_Opdracht_
Beantwoord met de tekst over zelfgemaakt ijs de volgende vragen.
1. Waarmee begint een lekker en goed schepbaar ijs?
2. Waar kun je je recept volgens de tekst doorheen halen om te controleren of het recept het probleem is?
3. Welke drie veelvoorkomende problemen worden genoemd bij een recept dat niet in balans is?

Waarom is zelfgemaakt ijs zo hard?
Het is een veelgestelde vraag: Waarom is zelfgemaakt ijs zo hard? Een vraag waarop eigenlijk meerdere antwoorden zijn. Want is het ijs wel echt te hard? Of is er iets anders aan de hand?
Het begint allemaal met een goed recept
Een lekker en goed schepbaar ijs, begint met een goed recept. IJs is niet zomaar wat water, melk, room en suikers bij elkaar. Een goed ijsje heeft een goede balans. Met een mooi woord is de samenstelling nauwkeurig ‘gecomponeerd’ (compositie). Wil je controleren of het recept het probleem is? Haal dan je recept eens door mijn ijsrekenmachine, de kans is groot dat je hier al wat disbalans tegenkomt. Natuurlijk mag het recept wel een klein beetje buiten de richtlijnen vallen, maar veel ijsrecepten die op het internet ronddwalen schieten alle kanten op.
Veelvoorkomende problemen bij een recept dat niet in balans is, zijn:
- Te veel droge bestanddelen
- Te weinig suikers
- Een te laag vriespuntverlagend effect (VVE)

_Verzamelde gegevens_
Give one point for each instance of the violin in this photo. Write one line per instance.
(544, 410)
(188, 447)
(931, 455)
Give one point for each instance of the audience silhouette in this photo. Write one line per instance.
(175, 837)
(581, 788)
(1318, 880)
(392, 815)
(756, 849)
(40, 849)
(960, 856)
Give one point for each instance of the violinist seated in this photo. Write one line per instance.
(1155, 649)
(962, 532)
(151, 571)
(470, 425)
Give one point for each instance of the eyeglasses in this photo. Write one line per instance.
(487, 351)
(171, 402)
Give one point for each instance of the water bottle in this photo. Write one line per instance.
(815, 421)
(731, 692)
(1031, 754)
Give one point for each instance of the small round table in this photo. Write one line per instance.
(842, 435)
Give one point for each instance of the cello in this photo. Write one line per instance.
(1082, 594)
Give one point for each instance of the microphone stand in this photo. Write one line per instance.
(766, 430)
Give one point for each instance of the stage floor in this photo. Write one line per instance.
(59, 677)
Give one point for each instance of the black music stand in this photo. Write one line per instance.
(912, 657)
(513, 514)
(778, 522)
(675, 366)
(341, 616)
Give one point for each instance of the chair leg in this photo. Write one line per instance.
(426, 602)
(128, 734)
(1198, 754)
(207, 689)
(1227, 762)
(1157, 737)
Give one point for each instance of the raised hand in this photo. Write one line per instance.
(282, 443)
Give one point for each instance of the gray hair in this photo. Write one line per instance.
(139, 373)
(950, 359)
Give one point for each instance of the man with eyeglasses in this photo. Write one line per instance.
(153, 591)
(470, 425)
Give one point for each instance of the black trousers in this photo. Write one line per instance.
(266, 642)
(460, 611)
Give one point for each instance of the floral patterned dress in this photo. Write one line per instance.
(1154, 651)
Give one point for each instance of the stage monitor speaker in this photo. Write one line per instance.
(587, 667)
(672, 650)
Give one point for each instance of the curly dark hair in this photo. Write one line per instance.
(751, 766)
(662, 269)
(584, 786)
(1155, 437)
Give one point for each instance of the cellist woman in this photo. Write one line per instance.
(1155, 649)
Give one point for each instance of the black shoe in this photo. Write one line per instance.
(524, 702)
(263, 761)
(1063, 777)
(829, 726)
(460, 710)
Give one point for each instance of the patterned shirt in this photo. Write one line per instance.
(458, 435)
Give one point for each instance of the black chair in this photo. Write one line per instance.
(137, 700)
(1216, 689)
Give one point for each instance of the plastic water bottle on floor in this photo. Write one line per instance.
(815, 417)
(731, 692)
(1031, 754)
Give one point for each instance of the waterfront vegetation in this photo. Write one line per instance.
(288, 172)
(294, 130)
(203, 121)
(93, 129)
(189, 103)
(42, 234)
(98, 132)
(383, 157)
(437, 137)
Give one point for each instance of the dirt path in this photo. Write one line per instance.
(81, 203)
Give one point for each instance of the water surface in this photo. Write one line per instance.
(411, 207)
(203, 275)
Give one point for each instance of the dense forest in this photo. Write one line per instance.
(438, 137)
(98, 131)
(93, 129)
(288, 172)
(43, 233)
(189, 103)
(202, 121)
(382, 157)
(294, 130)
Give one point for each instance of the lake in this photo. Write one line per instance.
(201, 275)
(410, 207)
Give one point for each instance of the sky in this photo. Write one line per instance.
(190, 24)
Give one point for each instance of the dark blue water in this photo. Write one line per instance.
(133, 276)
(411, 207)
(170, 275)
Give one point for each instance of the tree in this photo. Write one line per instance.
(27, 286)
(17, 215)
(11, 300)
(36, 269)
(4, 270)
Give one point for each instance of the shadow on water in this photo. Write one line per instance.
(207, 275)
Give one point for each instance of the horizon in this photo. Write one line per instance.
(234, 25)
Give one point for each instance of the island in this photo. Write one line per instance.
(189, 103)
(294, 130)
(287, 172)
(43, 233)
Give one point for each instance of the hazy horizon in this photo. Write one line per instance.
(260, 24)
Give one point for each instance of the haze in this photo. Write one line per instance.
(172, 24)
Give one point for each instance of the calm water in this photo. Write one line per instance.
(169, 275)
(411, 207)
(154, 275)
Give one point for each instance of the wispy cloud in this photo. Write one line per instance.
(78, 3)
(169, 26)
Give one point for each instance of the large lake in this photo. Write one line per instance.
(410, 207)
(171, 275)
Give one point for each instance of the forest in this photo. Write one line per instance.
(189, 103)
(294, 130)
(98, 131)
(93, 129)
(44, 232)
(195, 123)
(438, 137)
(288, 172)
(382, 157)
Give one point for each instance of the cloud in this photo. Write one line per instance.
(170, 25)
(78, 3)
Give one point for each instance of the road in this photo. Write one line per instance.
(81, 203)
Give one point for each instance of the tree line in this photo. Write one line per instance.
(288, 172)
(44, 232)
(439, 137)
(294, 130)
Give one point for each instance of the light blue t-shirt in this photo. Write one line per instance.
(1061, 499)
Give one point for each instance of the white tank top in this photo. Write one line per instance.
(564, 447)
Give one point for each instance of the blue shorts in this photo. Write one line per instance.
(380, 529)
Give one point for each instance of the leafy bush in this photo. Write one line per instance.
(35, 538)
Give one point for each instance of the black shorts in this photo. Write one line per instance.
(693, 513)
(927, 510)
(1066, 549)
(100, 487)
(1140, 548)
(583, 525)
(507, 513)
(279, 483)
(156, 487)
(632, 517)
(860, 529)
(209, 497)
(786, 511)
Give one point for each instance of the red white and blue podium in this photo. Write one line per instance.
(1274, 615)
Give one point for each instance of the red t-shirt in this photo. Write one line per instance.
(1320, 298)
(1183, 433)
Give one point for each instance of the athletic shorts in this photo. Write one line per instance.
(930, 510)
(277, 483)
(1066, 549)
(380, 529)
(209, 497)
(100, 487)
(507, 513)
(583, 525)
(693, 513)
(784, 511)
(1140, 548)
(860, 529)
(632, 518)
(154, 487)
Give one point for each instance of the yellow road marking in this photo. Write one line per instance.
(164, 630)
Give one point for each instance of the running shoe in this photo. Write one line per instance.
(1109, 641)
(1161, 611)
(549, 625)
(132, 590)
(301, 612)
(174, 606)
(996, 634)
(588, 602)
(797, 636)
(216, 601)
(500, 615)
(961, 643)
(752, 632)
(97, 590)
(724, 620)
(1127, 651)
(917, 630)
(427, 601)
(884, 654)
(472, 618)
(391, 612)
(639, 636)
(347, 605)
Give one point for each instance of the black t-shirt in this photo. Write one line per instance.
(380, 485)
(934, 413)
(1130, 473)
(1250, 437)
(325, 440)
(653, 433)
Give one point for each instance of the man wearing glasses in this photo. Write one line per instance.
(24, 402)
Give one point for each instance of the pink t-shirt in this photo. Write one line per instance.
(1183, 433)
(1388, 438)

_Antwoord_
1. Met een goed recept.
2. Door de ijsrekenmachine.
3. Te veel droge bestanddelen, te weinig suikers en een te laag vriespuntverlagend effect (VVE).